# EXERCISE
In the listing below, find the line containing "negative clicks: (160, 134)" and the line containing "rough mask: <svg". Repeat exactly those two lines and every line between them, nothing more.

# RECORDS FOR PROCESSING
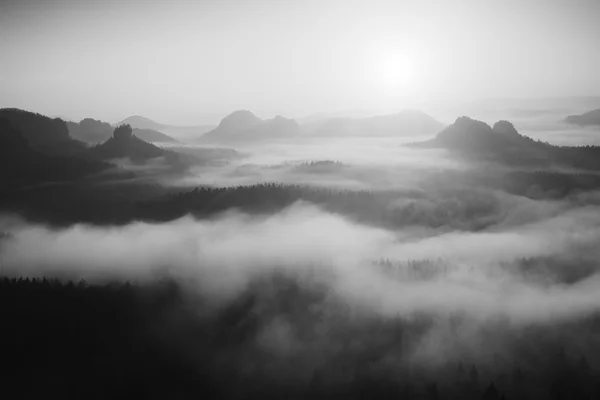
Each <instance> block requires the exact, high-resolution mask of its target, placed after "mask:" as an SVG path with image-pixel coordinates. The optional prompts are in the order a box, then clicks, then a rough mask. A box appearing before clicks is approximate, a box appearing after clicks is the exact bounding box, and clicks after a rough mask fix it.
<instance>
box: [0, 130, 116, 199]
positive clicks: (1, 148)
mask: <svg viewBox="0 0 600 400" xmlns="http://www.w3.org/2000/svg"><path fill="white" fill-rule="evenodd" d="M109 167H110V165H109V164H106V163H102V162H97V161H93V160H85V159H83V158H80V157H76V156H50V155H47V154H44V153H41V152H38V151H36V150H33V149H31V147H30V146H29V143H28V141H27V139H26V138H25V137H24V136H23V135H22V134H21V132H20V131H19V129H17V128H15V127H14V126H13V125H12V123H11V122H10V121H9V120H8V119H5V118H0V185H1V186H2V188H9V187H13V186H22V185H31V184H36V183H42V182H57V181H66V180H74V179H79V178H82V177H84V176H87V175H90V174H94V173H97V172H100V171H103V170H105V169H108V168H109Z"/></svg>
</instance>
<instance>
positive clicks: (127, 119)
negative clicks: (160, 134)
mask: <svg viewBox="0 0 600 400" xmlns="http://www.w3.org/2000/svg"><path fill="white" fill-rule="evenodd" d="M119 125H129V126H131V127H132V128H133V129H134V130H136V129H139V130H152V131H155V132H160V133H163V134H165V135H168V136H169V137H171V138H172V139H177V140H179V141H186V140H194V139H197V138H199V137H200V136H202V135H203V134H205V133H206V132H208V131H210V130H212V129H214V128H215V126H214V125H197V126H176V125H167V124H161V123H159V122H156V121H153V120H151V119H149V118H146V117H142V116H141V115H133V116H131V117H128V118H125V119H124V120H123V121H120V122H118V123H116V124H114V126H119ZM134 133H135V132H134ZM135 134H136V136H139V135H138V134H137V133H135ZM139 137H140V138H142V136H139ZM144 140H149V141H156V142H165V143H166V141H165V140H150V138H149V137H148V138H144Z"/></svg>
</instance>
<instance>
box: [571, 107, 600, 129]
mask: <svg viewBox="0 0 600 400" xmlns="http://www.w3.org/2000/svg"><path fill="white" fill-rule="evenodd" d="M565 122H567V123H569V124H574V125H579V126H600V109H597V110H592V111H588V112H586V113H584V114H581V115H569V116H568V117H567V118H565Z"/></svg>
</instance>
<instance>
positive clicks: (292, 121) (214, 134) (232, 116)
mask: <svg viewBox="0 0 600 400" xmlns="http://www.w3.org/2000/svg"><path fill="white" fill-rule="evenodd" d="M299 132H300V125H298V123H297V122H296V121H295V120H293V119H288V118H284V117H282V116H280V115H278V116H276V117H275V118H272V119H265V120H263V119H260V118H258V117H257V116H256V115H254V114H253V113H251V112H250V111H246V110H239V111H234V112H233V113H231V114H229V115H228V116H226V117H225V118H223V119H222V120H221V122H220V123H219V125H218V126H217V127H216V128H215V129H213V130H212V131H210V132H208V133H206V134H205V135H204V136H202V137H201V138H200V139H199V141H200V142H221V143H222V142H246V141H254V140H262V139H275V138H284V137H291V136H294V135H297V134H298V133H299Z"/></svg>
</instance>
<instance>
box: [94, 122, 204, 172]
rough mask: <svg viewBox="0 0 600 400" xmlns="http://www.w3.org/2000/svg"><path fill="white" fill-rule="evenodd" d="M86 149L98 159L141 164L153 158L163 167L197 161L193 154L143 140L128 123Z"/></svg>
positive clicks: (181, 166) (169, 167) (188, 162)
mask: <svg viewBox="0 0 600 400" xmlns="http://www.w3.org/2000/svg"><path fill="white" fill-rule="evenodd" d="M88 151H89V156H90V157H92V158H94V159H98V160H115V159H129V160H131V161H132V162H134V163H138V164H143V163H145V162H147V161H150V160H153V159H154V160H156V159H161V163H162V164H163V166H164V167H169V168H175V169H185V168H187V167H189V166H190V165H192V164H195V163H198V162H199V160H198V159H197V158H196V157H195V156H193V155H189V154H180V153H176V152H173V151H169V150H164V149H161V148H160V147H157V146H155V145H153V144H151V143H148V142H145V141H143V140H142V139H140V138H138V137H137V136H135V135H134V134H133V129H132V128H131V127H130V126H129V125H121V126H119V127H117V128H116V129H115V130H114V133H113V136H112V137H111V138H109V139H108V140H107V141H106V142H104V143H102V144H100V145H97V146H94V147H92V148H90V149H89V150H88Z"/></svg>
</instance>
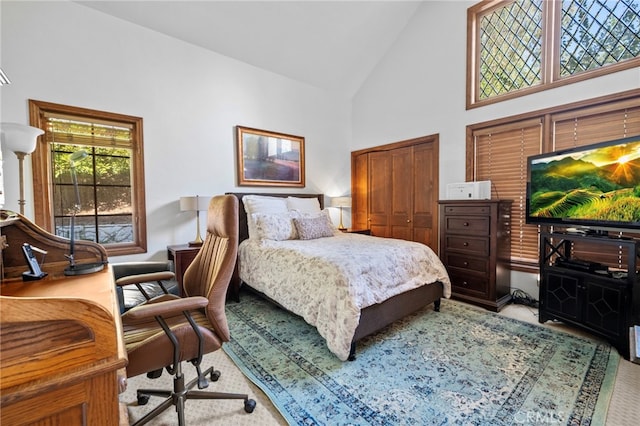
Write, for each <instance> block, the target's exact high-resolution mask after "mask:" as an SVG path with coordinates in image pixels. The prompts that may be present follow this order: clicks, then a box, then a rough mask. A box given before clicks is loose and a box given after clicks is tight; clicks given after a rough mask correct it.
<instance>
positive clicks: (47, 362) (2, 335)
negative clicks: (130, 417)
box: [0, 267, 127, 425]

# SOLUTION
negative clicks: (160, 134)
mask: <svg viewBox="0 0 600 400" xmlns="http://www.w3.org/2000/svg"><path fill="white" fill-rule="evenodd" d="M119 125H129V126H131V127H132V128H133V129H134V130H136V129H139V130H152V131H155V132H160V133H163V134H165V135H168V136H169V137H171V138H172V139H177V140H179V141H186V140H194V139H197V138H199V137H200V136H202V135H203V134H205V133H206V132H208V131H210V130H212V129H214V128H215V126H214V125H197V126H176V125H167V124H161V123H159V122H156V121H153V120H151V119H149V118H146V117H142V116H141V115H133V116H131V117H128V118H125V119H124V120H123V121H120V122H118V123H116V124H114V126H119ZM134 133H135V132H134ZM135 134H136V136H139V135H138V134H137V133H135ZM139 137H140V138H142V136H139ZM144 140H149V141H156V142H165V143H166V141H165V140H150V138H149V137H148V138H144Z"/></svg>
</instance>
<instance>
box: [571, 107, 600, 129]
mask: <svg viewBox="0 0 600 400" xmlns="http://www.w3.org/2000/svg"><path fill="white" fill-rule="evenodd" d="M565 122H567V123H569V124H574V125H579V126H600V109H597V110H592V111H588V112H586V113H584V114H581V115H569V116H568V117H567V118H565Z"/></svg>
</instance>
<instance>
positive clicks: (292, 121) (214, 134) (232, 116)
mask: <svg viewBox="0 0 600 400" xmlns="http://www.w3.org/2000/svg"><path fill="white" fill-rule="evenodd" d="M299 132H300V125H298V123H297V122H296V121H295V120H293V119H288V118H284V117H282V116H280V115H278V116H276V117H275V118H272V119H265V120H263V119H260V118H258V117H257V116H256V115H254V114H253V113H251V112H250V111H246V110H239V111H234V112H233V113H231V114H229V115H228V116H226V117H225V118H223V119H222V120H221V122H220V123H219V125H218V126H217V127H216V128H215V129H213V130H212V131H210V132H208V133H206V134H205V135H204V136H202V137H201V138H200V139H199V141H200V142H221V143H222V142H246V141H254V140H262V139H275V138H284V137H291V136H294V135H297V134H298V133H299Z"/></svg>
</instance>
<instance>
box: [94, 122, 204, 172]
rough mask: <svg viewBox="0 0 600 400" xmlns="http://www.w3.org/2000/svg"><path fill="white" fill-rule="evenodd" d="M86 149L98 159L141 164L153 158L163 167L197 161L193 154L143 140L128 123Z"/></svg>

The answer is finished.